▶ **FRAGMENTO DEL TEXTO**
Sostengo que el objetivo del pensamiento
filosófico y espiritual es la esperanza. Por supuesto, esto se aplica a mi
visión de la filosofía, representada por esta frase de Theodor W. Adorno en Minima
moralia: «Al final, la esperanza,
al sustraerse de la realidad negándola, es la única figura en la que se
manifiesta la verdad. Sin esperanza, la idea de la verdad sería difícilmente
concebible».
La verdad, su búsqueda, ha sido siempre el motor de la auténtica filosofía y de la auténtica espiritualidad, pero la condición para que se dé la «verdad», sostiene Adorno, y yo con él, es el cultivo de la esperanza. De lo contrario, no hay «verdad», sino un cúmulo de exactitudes que hay que tomar nota contablemente y que aplastan la mente sobre el statu quo, eliminando toda idealidad.
La verdad, en el sentido auténtico y profundo
del término, es algo muy distinto de la simple exactitud. Verdad en latín se
dice «veritas», término que
tiene la misma raíz que primavera, que en latín se dice «ver». La misma raíz de verdad y primavera expresa la intuición preconsciente
impresa en la mente de nuestros antepasados: que lo que merece el nombre de
«verdad» no es un dato, sino una energía, una energía que motiva la acción y
favorece la vida, tal y como ocurre en primavera, cuando la naturaleza renace y
todo se vuelve verde. Y el verde, no por casualidad, es el color de la
esperanza.

▶ **DATOS ALMACENADOS**

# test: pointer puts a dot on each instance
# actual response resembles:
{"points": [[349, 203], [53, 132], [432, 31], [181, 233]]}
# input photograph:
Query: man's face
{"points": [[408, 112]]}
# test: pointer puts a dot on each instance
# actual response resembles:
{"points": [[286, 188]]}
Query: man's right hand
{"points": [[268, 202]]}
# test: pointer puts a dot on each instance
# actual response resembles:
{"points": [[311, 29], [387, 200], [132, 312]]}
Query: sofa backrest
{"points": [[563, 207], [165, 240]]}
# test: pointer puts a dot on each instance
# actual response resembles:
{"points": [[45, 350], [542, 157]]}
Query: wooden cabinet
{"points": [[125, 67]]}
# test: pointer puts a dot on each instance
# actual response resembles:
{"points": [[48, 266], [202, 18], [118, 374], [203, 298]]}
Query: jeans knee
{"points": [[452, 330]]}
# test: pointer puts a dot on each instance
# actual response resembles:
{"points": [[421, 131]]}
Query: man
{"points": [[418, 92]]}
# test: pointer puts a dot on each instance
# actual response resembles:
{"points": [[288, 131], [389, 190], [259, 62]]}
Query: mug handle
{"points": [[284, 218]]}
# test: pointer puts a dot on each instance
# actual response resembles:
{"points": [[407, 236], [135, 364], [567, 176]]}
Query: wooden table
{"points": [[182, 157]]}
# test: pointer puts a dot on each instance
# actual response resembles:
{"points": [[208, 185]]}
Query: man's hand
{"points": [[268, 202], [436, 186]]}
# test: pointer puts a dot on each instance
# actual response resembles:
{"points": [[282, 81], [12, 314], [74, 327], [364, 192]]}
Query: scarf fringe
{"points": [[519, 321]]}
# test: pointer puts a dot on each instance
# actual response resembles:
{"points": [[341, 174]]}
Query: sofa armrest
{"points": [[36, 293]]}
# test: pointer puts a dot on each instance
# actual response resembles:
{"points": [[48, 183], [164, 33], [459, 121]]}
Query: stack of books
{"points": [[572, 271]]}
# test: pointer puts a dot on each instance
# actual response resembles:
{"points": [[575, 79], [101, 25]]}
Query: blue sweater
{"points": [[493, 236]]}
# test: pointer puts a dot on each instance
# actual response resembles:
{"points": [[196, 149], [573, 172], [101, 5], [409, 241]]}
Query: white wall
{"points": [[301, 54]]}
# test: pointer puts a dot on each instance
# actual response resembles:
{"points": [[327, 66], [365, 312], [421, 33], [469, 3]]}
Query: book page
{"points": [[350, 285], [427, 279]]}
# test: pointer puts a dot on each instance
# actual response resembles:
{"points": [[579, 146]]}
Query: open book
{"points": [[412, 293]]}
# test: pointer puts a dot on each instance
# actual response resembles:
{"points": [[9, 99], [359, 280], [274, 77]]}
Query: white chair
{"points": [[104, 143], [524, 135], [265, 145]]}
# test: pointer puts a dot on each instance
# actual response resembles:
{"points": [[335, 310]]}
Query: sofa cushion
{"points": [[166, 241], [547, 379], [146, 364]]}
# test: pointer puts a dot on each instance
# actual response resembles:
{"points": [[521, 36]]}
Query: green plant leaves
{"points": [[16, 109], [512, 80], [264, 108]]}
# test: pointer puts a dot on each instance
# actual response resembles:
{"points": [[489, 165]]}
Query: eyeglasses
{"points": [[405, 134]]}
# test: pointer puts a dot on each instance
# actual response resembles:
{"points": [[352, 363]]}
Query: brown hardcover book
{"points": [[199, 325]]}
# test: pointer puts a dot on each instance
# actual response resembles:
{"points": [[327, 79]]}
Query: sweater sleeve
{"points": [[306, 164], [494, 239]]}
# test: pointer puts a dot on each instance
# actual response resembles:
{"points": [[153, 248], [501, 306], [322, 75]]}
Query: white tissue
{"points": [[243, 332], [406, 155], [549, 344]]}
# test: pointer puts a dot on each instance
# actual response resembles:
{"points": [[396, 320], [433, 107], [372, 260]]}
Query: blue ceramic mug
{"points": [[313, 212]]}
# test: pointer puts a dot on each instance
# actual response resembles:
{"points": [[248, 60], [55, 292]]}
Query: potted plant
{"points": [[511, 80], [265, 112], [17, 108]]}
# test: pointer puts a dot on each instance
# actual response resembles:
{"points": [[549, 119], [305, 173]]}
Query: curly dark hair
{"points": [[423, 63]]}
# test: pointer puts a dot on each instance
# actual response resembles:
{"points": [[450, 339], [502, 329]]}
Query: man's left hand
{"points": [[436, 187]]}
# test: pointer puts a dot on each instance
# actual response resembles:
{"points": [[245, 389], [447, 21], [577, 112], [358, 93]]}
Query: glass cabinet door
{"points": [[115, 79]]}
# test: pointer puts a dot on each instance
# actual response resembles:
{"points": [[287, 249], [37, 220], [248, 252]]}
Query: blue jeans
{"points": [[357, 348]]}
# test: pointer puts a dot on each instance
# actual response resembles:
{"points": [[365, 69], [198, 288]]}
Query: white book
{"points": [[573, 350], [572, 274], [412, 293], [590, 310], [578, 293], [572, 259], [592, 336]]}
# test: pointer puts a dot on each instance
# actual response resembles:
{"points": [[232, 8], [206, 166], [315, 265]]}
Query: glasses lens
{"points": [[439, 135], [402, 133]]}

▶ **TAREAS DEL EJERCICIO**
**A.** Responde estas preguntas sobre el texto acerca de la verdad y la esperanza:
(i) ¿De qué obra de Theodor W. Adorno procede la frase citada?
(ii) ¿Cómo se dice «verdad» en latín?
(iii) ¿Qué color se identifica con la esperanza?
**B.** Prolonga el texto sobre la verdad y la esperanza a partir de su última oración.

▶ **RESPUESTAS A TAREAS**
**A.**
(i) De Minima moralia.
(ii) Se dice «veritas».
(iii) El verde.

**B.**
Por lo tanto, se trata de cultivar la esperanza, esta es la tarea del pensamiento responsable, sobre todo hoy, cuando nos enfrentamos a tantas desgracias y a tantos «profetas de la desgracia», por retomar la famosa expresión del Papa Juan XXIII en el discurso inaugural del Concilio Vaticano II.
Pero, ¿existe una realidad en la que podamos
basarnos para hablar con fundamento de esperanza? ¿Existe algo que nos permita
sentir que la Pascua no se reduce al relato de un acontecimiento lejano que
concierne a un hombre que, según la doctrina, era también Dios y que, por lo
tanto, no podía no resucitar (es decir: demasiado fácil para él, totalmente
imposible para nosotros)? ¿Existe
una realidad gracias a la cual comprender que la Pascua es la lógica interior
de la realidad, que, si conoce la muerte (Viernes Santo), está aún más
orientada al renacimiento siempre nuevo de la vida (Domingo de Pascua)?
Hay una frase de uno de los físicos más importantes del siglo XX, John Archibald Wheeler, que expresa mejor la espiritualidad potencial que puede surgir del nuevo paradigma científico: «La enseñanza más importante de la mecánica cuántica es que los fenómenos físicos se definen por la pregunta que nos hacemos sobre ellos».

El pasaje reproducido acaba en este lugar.